> AUFGABEN:
a) Stimmen diese Aussagen mit dem Seitenauszug überein? Antworten Sie jeweils mit Ja oder Nein und zitieren Sie die entscheidenden Wörter wörtlich: (i) Der Infobrief 399 trägt das Datum 02.02.2018. (ii) Die Presseschau reicht vom 26. Januar bis zum 1. Februar 2018. (iii) Der Beitrag „Anglizismus des Jahres“ steht im Abschnitt „Denglisch“.
b) Formatieren Sie Zeilen aus den Datensätzen als JSON-Liste von Strings, einen String pro Zeile, ohne Leerzeilen und ohne Bilder. Beginnen Sie bei der Zeile mit „Spot the exposed“ und hören Sie am Ende der Datensätze auf.

> SEITENAUSZUG:
Infobrief 399 (5/2018): Grundschullehrer werden knapp

02.02.2018

1. Presseschau vom 26. Januar bis 1. Februar 2018

  • Grundschullehrer werden knapp
  • Lernen ist wie Käse reiben
  • Karriere oder Identität?
  • Schreiben am Rechner
  • „Die“ Medien

2. Unser Deutsch

  • Görlitz

3. Berichte

  • Anglizismus des Jahres

4. VDS-Termine

5. Literatur

  • Philosophische Sammelwut

6. Denglisch

  • Auf Deutsch, bitte!

> VORLIEGENDE DATENSÄTZE:
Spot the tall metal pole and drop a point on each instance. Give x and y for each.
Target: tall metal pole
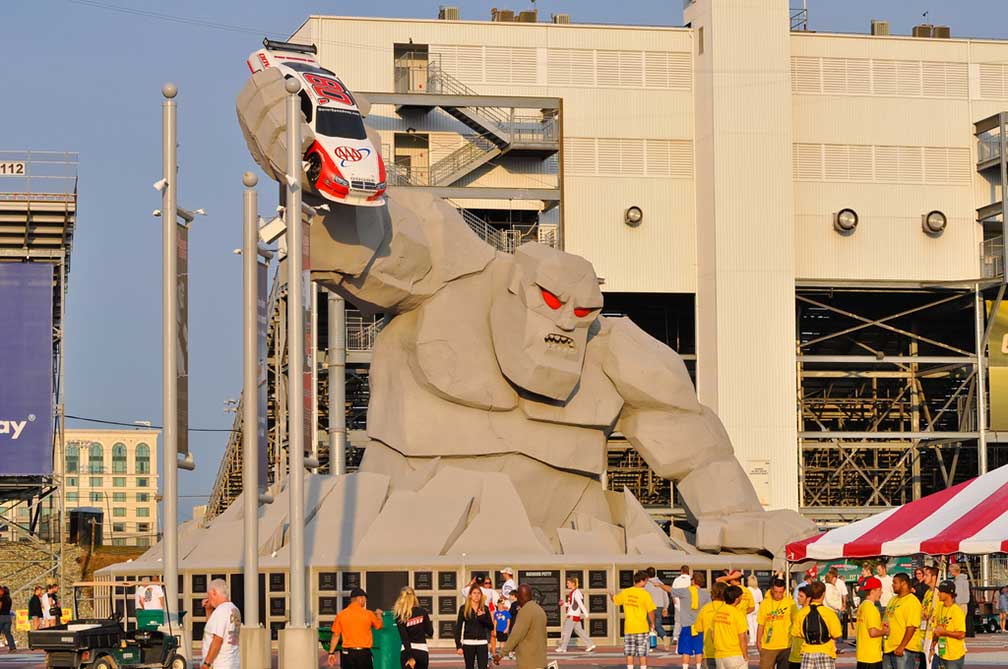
(250, 404)
(337, 358)
(295, 355)
(169, 337)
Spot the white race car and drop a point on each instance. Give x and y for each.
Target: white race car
(343, 163)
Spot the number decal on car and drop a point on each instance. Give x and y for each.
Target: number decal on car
(329, 90)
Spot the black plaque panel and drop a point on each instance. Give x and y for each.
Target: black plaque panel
(598, 578)
(447, 580)
(329, 580)
(546, 590)
(577, 573)
(423, 580)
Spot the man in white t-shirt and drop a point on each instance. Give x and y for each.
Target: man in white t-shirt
(222, 629)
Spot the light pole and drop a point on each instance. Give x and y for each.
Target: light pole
(297, 643)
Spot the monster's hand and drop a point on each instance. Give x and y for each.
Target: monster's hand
(262, 116)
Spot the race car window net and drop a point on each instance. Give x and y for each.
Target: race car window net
(337, 123)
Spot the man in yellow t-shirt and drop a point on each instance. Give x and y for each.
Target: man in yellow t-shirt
(902, 614)
(869, 629)
(638, 619)
(817, 653)
(773, 631)
(950, 629)
(730, 632)
(705, 619)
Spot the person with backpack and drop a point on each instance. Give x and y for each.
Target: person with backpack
(819, 628)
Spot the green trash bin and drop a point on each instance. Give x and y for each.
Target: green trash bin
(387, 643)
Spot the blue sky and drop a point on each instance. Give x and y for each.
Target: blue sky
(85, 76)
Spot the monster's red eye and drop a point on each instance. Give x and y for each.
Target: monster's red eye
(551, 300)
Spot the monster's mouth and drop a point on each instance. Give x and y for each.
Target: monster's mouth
(558, 342)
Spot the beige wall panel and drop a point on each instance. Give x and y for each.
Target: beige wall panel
(657, 256)
(888, 244)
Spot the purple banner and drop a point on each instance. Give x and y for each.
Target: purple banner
(26, 406)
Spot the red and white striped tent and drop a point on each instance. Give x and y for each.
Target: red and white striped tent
(969, 518)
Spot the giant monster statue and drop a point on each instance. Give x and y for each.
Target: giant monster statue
(497, 363)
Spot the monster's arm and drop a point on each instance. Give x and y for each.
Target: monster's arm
(386, 258)
(683, 440)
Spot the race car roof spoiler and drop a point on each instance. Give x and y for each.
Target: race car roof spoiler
(275, 45)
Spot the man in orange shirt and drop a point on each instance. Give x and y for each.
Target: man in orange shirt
(353, 625)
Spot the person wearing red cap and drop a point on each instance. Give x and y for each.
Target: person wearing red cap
(869, 629)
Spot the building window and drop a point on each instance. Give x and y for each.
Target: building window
(142, 458)
(73, 457)
(119, 458)
(96, 458)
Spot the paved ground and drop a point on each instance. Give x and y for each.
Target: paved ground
(985, 652)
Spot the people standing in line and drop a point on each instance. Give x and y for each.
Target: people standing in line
(508, 586)
(6, 619)
(963, 594)
(638, 619)
(576, 615)
(730, 632)
(869, 629)
(528, 636)
(224, 627)
(680, 581)
(752, 584)
(902, 615)
(705, 618)
(887, 588)
(948, 643)
(502, 620)
(688, 603)
(35, 617)
(354, 627)
(819, 628)
(773, 627)
(474, 631)
(1003, 607)
(415, 628)
(794, 658)
(659, 594)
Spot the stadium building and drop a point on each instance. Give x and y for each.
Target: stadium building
(813, 221)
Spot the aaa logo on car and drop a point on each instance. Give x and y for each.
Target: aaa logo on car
(350, 154)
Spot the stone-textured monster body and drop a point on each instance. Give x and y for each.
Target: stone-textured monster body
(499, 363)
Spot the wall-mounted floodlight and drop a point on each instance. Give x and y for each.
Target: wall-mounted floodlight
(633, 216)
(845, 221)
(933, 223)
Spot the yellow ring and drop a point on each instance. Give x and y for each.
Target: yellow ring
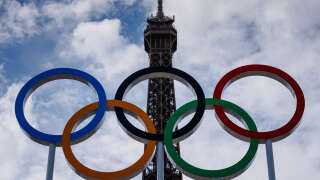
(129, 172)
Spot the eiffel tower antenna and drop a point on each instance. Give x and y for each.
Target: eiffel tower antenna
(160, 9)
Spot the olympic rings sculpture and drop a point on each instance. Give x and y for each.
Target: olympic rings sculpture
(169, 137)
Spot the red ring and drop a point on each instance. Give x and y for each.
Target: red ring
(268, 71)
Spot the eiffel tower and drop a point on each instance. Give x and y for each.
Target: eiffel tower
(160, 42)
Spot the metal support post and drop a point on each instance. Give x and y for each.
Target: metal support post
(270, 161)
(51, 156)
(160, 159)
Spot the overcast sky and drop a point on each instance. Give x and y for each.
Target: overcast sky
(105, 39)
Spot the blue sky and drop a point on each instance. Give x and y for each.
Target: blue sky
(104, 38)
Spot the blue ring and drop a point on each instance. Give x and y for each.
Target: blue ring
(53, 74)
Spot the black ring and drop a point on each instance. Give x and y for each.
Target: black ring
(160, 72)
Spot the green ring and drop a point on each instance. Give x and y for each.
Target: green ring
(195, 172)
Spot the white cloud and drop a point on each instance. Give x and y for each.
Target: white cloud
(101, 44)
(20, 20)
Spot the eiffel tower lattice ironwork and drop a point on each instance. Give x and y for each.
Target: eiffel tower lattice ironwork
(160, 41)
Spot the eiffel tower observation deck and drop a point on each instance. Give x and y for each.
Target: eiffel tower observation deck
(160, 42)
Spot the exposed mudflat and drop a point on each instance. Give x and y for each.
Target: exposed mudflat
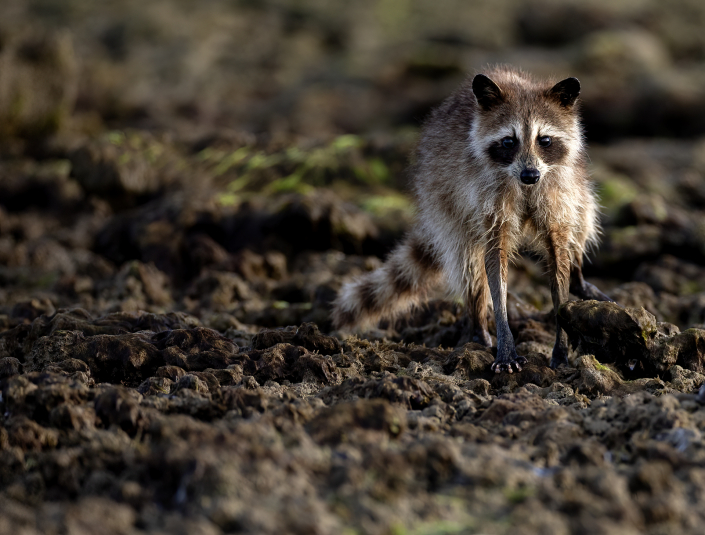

> ANTWORTEN JE AUFGABE:
a)
(i) Ja: „02.02.2018“
(ii) Ja: „Presseschau vom 26. Januar bis 1. Februar 2018“
(iii) Nein: „3. Berichte“ und „Anglizismus des Jahres“; unter „6. Denglisch“ steht „Auf Deutsch, bitte!“

b)
[
  "Spot the exposed mudflat and drop a point on each instance. Give x and y for each.",
  "Target: exposed mudflat"
]